Natural-language object grounding data:
* * * * * * *
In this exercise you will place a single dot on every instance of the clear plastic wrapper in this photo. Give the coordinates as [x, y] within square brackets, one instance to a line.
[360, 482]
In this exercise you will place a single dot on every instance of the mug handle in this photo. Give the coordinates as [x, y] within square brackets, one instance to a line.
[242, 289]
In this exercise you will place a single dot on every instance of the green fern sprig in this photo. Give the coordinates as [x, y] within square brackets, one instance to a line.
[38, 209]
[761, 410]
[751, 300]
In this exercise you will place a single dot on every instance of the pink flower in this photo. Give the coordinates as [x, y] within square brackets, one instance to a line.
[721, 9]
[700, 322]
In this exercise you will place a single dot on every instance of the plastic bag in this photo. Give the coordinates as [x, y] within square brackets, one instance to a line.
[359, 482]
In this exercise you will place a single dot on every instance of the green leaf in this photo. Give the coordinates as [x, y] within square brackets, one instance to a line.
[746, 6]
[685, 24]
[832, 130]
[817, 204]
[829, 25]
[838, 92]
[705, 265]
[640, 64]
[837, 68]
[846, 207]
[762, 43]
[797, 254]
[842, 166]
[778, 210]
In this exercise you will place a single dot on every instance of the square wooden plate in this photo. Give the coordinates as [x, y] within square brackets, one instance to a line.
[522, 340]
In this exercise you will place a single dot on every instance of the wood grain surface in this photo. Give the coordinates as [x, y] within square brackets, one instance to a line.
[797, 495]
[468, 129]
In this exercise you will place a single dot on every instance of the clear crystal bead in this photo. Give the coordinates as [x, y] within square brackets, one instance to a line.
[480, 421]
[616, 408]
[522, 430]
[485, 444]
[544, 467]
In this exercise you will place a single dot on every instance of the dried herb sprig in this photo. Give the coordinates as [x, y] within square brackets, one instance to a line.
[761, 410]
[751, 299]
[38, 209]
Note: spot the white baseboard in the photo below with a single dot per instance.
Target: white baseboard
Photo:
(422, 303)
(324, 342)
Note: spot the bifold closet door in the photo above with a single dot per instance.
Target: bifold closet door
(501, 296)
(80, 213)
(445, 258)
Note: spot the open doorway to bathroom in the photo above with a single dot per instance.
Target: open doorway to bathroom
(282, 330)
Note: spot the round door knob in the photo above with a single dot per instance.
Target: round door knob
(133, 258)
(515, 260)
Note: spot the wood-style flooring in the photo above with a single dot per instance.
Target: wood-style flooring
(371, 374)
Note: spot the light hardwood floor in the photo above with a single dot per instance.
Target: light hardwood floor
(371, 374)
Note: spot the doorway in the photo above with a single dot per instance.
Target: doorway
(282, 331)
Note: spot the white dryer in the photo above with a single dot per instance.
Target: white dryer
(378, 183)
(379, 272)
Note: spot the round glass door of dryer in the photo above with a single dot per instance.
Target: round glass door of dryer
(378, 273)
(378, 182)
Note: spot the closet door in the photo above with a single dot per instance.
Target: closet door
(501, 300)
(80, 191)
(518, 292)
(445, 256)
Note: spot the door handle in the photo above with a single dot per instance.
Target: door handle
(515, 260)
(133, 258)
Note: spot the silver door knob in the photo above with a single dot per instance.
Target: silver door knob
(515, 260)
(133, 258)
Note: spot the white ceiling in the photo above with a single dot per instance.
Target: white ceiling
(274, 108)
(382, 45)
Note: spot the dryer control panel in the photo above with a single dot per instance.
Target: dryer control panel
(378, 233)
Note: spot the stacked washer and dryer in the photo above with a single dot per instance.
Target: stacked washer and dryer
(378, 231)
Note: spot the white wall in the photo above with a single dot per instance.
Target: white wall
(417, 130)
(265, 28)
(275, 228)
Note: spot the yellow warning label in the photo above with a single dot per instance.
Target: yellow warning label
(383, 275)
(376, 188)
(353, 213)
* * * * * * *
**Task statement:** All of the data must be written out again, exactly as it stands.

**Answer below:**
In this exercise you will place a single dot on every instance of the clear plastic wrapper in this photo. Give the coordinates as [x, y] within square brackets, one instance to a line.
[360, 482]
In this exercise you will place a single dot on every instance of the mug handle in this photo. Give the coordinates as [x, y] within square brackets, one instance to a line.
[242, 289]
In this exercise you will place a single dot on every instance of the green fern sprig in this photo. Give the coordinates as [x, y] within square brackets, one instance to a line.
[38, 209]
[761, 410]
[751, 300]
In this exercise you will place a single dot on every instance of the pink flower in this photo. Give the coordinates as [x, y] within square brackets, one instance to a line.
[721, 9]
[700, 322]
In this exercise you will place a single dot on every instance of the plastic bag in this photo. Give the coordinates as [x, y] within square brackets, one instance to a line.
[359, 482]
In this exercise you will place a single dot on every instance of the green leaf in this photo. Give the coordinates as [x, y] within square brackets, one instance to a line.
[746, 6]
[685, 24]
[832, 130]
[817, 204]
[829, 25]
[838, 92]
[705, 265]
[640, 64]
[837, 68]
[846, 207]
[762, 43]
[797, 254]
[842, 166]
[778, 210]
In this exercise you will place a single dot on every instance of the square wooden plate in this photo. Give the coordinates as [x, y] within square brackets, one instance to a line.
[522, 340]
In this exercise you will place a single dot on every instance of the wood grain surface in this photo. Give the coordinates as [x, y] within square brackets, one instance to a line.
[797, 495]
[468, 129]
In this exercise you will place a single dot on every instance of the clear crystal bead in this photo. Give the coordinates as [x, y] within square brackets, one instance to a line.
[480, 421]
[616, 408]
[522, 430]
[485, 444]
[544, 467]
In this exercise you will place a single dot on every instance of the dried herb sprig in this photo. Give the coordinates as [x, y] within square brackets, one instance to a line.
[761, 410]
[751, 299]
[38, 209]
Note: spot the white baseboard in the photo below with a single dot per instance.
Target: white baseboard
Photo:
(422, 303)
(324, 342)
Note: spot the bifold closet door in the photo above with a single dot per instance.
Target: bifold closet door
(501, 296)
(80, 213)
(445, 258)
Note: spot the open doorway to bathroom in the photo above with a single dot per instance.
Target: open doorway to bathroom
(282, 330)
Note: spot the round door knob in the photo above with a single dot per instance.
Target: round door knob
(133, 258)
(515, 260)
Note: spot the wood-style flooring in the photo above with a single dot per instance.
Target: wood-style flooring
(371, 374)
Note: spot the light hardwood floor in the photo above with a single dot per instance.
Target: light hardwood floor
(371, 374)
Note: spot the doorway in the photo above with a single dot per instance.
Target: doorway
(282, 331)
Note: spot the white dryer in the photo above with a single dot per instance.
Target: white dryer
(378, 183)
(379, 272)
Note: spot the round glass door of dryer in the photo above with a single dot per instance.
Target: round glass door of dryer
(378, 273)
(378, 182)
Note: spot the closet door in the photo above with a single dot per instance.
Target: closet door
(501, 300)
(80, 191)
(518, 292)
(445, 256)
Note: spot the door handle in the photo above with a single dot per instance.
Target: door handle
(515, 260)
(133, 258)
Note: spot the silver door knob in the photo above with a single dot per instance.
Target: silver door knob
(515, 260)
(133, 258)
Note: spot the white ceiling in the photo above with a single dot per instance.
Target: white ceiling
(274, 108)
(382, 45)
Note: spot the dryer control panel in the photo above with a single dot per instance.
Target: dryer control panel
(378, 233)
Note: spot the stacked washer and dryer in the photo above with a single dot per instance.
Target: stacked washer and dryer
(378, 231)
Note: spot the white wall in the photo above with a single dot per instance.
Target: white wall
(417, 130)
(265, 28)
(275, 228)
Note: spot the yellow warning label in the photo above with a single dot per instance.
Target: yellow warning label
(383, 275)
(376, 188)
(353, 213)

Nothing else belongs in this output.